→ PROBLEM TO SOLVE
Count the lines in the listing below that contain the word "fuselage". Reply with the number only.

>> start DATA TO USE

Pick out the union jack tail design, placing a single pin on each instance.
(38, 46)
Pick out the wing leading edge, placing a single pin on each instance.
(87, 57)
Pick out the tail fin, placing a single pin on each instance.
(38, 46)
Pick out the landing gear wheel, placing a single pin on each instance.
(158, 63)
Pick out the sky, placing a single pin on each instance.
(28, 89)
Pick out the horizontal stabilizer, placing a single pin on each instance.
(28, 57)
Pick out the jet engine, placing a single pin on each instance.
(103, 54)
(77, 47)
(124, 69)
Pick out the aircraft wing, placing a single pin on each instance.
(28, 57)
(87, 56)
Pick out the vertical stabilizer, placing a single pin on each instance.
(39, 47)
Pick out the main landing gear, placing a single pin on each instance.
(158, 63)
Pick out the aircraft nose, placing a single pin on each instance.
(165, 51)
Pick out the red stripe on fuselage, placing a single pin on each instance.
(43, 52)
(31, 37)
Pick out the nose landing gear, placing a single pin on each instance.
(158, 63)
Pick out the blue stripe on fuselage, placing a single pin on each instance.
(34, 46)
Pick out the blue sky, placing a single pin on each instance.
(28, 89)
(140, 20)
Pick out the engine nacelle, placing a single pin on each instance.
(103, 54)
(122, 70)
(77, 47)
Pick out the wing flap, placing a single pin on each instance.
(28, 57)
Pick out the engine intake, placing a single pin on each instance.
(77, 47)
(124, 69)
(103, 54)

>> end DATA TO USE
>> start DATA TO USE

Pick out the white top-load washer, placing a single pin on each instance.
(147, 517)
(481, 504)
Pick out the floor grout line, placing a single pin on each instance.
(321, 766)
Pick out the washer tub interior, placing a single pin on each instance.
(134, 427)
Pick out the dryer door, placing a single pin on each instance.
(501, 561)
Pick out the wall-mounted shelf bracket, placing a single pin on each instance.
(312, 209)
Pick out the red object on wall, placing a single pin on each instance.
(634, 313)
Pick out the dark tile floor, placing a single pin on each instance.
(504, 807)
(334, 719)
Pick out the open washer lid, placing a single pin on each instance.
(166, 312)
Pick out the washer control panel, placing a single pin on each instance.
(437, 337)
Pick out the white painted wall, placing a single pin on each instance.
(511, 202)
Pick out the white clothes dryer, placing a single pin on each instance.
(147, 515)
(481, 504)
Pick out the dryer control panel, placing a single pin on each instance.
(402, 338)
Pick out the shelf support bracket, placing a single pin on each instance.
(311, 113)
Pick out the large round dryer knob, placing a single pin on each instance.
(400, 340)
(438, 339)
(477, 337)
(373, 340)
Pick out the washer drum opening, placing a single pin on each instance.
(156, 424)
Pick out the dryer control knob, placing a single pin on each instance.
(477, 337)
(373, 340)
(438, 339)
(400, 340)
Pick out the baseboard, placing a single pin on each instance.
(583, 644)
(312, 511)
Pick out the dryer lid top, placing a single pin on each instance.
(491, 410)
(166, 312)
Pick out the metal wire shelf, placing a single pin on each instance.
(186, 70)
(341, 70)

>> end DATA TO USE

→ CORRECT RESULT
2